What is asked: Output every line of the entries below verbatim, leaving out the pictures.

***** Extracted entries

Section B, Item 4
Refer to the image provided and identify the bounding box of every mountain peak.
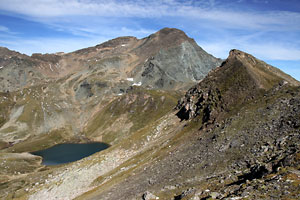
[176,49,299,122]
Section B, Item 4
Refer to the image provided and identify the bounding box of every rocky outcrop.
[176,50,299,122]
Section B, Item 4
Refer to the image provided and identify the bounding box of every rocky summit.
[0,28,300,200]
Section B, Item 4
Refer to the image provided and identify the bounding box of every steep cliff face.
[176,50,299,122]
[71,50,300,200]
[0,28,220,150]
[0,28,300,200]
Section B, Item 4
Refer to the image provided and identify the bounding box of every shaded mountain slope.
[0,28,300,200]
[71,50,300,199]
[176,50,299,122]
[0,28,220,150]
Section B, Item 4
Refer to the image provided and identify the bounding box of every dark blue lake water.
[32,142,109,165]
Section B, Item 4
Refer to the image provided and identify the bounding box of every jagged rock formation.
[176,50,299,122]
[0,28,300,200]
[0,28,221,150]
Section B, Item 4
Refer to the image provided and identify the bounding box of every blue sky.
[0,0,300,80]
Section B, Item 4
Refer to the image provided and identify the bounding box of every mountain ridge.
[0,28,300,200]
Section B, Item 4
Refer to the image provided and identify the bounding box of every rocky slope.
[0,28,300,200]
[74,50,300,199]
[0,28,221,151]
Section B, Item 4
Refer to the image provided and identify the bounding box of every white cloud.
[0,25,9,32]
[0,0,300,31]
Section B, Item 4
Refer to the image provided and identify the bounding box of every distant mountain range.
[0,28,300,200]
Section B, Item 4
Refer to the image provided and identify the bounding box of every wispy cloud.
[0,0,300,31]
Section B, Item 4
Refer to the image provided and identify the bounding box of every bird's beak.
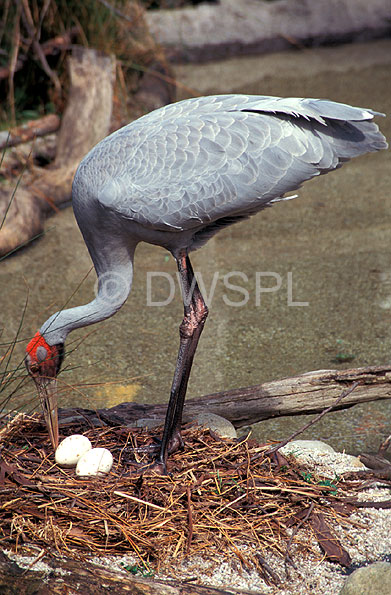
[34,377,58,450]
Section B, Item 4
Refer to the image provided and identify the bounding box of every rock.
[136,417,164,429]
[283,440,335,455]
[194,412,238,438]
[146,0,391,62]
[339,562,391,595]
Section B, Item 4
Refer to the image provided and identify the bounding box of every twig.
[264,382,360,461]
[284,502,315,576]
[186,486,193,555]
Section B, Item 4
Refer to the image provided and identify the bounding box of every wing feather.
[74,95,387,231]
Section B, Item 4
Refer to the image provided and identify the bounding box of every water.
[0,41,391,453]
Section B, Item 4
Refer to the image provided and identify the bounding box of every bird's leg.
[155,253,208,473]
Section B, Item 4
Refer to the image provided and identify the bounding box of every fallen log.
[60,366,391,427]
[0,550,245,595]
[0,48,115,256]
[0,114,60,150]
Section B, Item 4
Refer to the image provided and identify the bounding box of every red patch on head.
[26,331,56,362]
[25,332,64,378]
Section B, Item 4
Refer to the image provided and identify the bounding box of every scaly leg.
[154,253,208,474]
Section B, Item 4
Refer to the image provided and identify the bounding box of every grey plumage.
[40,95,387,345]
[74,95,386,249]
[26,95,387,473]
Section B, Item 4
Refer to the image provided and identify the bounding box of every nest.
[0,415,362,574]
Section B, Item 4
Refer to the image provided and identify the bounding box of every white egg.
[76,448,113,477]
[55,434,92,467]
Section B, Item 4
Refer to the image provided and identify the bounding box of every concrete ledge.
[146,0,391,62]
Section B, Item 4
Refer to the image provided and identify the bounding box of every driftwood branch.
[0,114,60,150]
[60,366,391,427]
[0,552,245,595]
[0,48,115,256]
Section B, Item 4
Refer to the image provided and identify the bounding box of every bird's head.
[25,332,64,448]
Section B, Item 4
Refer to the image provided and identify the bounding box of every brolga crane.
[26,95,387,473]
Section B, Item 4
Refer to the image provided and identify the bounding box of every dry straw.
[0,415,376,580]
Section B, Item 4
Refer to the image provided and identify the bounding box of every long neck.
[40,257,133,345]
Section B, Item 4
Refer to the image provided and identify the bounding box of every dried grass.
[0,414,364,572]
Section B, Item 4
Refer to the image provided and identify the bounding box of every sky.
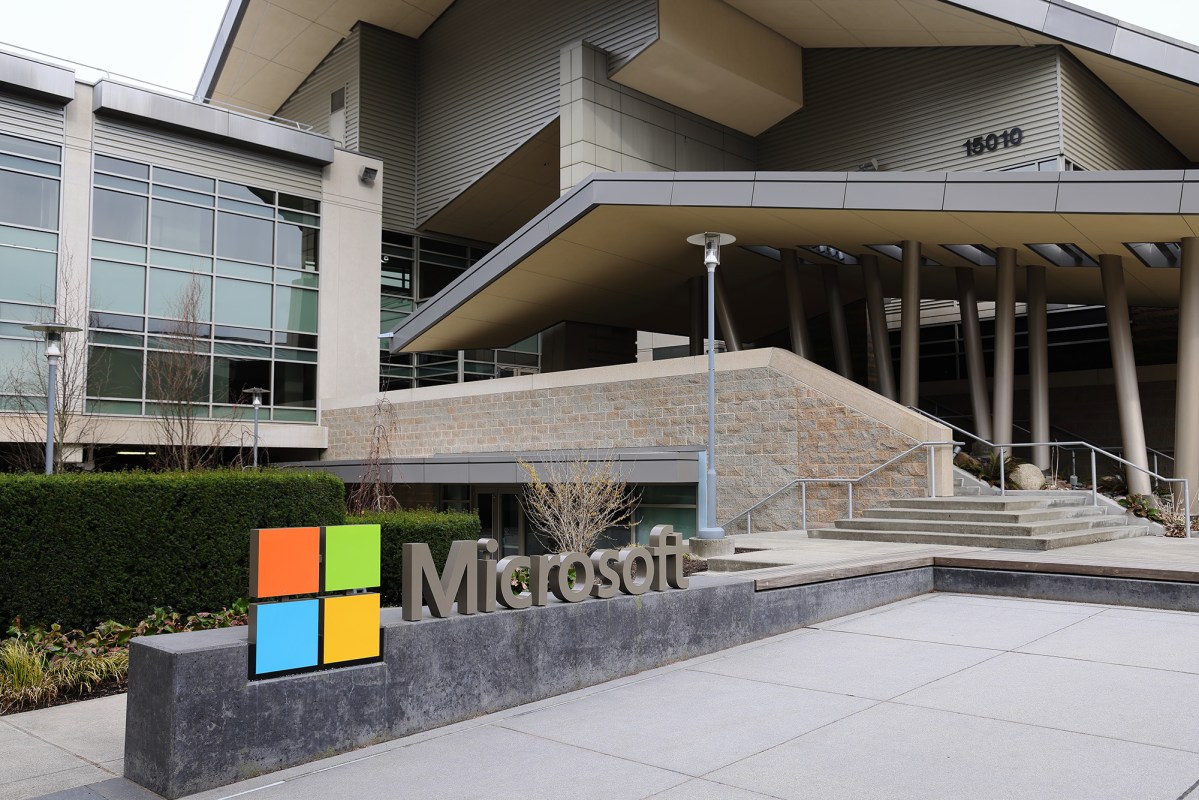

**********

Finished answer:
Section B, Item 4
Refer to the image provided and identify the bounding box of every mountain peak.
[176,49,299,122]
Section B, Item 4
Refer to the image provided and identify the bounding box of every rocky outcrop.
[176,50,299,122]
Section B, Item 4
Refer to the image provided and identify the bounding box of every rocky summit.
[0,28,300,200]
Section B, Item 4
Refer to the image provided and identify the bounding box of every steep cliff face.
[176,50,299,122]
[71,50,300,200]
[0,28,220,150]
[0,28,300,200]
Section B, Item 4
Refer to the image provided and identify the bounding box of every shaded mountain slope.
[0,28,300,200]
[71,50,300,199]
[176,50,299,122]
[0,28,220,150]
Section B, Item 4
Refer to the image provided and identify the bounding box of every dark blue lake water.
[32,142,109,165]
Section B, Item 4
Refer to the image provided and identify the bounding box of every jagged rock formation.
[176,50,299,122]
[0,28,300,200]
[0,28,221,150]
Section B, Item 4
Refer to the image provided and identify the bounding box of every blue sky.
[0,0,300,80]
Section B, Item 4
Refer to the image provided and identify the bounding box of every mountain ridge.
[0,28,300,200]
Section B, Item 4
Refer to the image provided and identify the bounding box of every rocky slope.
[0,28,300,200]
[74,50,300,199]
[0,28,221,151]
Section B, Item 4
Refer to the image provided and identify the bounding box of every white cloud.
[0,25,9,32]
[0,0,300,31]
Section B, Item 4
Refer to the image provided and identify the bounding box of every distant mountain range.
[0,28,300,200]
Section B, Item 4
Refer to the image provided and identify the bounding box of every wispy cloud.
[0,0,300,31]
Section B, Item 4
Refer to the image provided and identify the bounding box of every bird's beak.
[34,377,58,450]
Section B, Item 4
Refer to the image provided and identify the bounding box of every rock.
[136,417,164,429]
[283,440,335,455]
[194,412,238,438]
[146,0,391,62]
[339,562,391,595]
Section B, Item 4
Refer to the image provided and identify the bounding box of every twig.
[264,382,360,461]
[284,502,315,576]
[186,486,193,555]
Section B, Item 4
Refer to the image provided and identify the bounding box of every wing feather.
[74,95,387,231]
Section B, Item 4
Refer to the image provided and identify the bounding box of every water.
[0,41,391,453]
Section B, Item 4
Refer to the image provided and identify the bounding box of every bird's leg.
[155,253,208,473]
Section B, Item 4
Refer to the image provided and identify the bounding box of every fallen log.
[60,366,391,427]
[0,550,245,595]
[0,48,115,256]
[0,114,60,150]
Section B, Item 4
Refer to the image provided and identify the bounding box of every red patch on head.
[26,331,56,362]
[25,332,64,378]
Section B, Item 4
Refer to the image provided and identify the bounding box of every scaly leg.
[154,253,208,474]
Section B, Item 4
Refer to the image provided and identify the bounding box of every grey plumage.
[40,95,387,345]
[74,95,386,249]
[26,95,387,473]
Section B, Item 4
Refer to the image provided and identify the bounding box of every nest.
[0,415,362,574]
Section B, Item 4
Refer to the image provided and identify the bounding box of every white egg.
[76,448,113,477]
[55,434,92,467]
Section B, Item 4
Refer to the image provided and identify the bounding box of every concrete ledge.
[146,0,391,62]
Section B, Item 4
Refer to the image provided and identify the bounding box of every driftwood branch.
[0,114,60,150]
[60,366,391,427]
[0,552,245,595]
[0,48,115,256]
Section B, Item 4
Refer to the image provided and identify the bounding box of every bird's head.
[25,332,64,448]
Section B, Item 4
Refer to the image provided and identify the bounding box of every brolga crane.
[26,95,387,473]
Section B, Item 4
Refer to the image provided and identify the bounding box of every dry straw.
[0,415,376,580]
Section B, Item 4
Refer to the image provided and identify the bounding box of every long neck.
[40,257,133,345]
Section B, Item 4
Refer to the image provided and identify the bounding box of every dried grass.
[0,414,364,572]
Section B, Item 4
Refer to the image provided and identify the bounding box of every sky.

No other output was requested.